— start of DATA TO PROCESS —

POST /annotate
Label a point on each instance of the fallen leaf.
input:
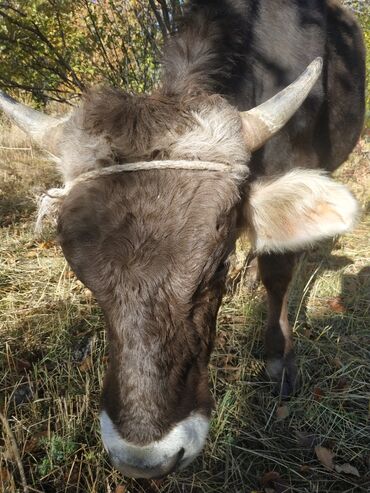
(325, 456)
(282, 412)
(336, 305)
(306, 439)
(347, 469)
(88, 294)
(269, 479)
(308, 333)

— end of DATA TO PROCESS —

Scale the items above: copy every line, including the text lines, but multiply each point coordinate by 2.25 and round it to a whole number, with halves rounded up. Leave the pictures out.

REPLY
POST /annotate
Label a point on each instance of the fallen leaf.
input:
(731, 1026)
(635, 927)
(756, 686)
(689, 988)
(781, 1055)
(198, 662)
(605, 1078)
(693, 749)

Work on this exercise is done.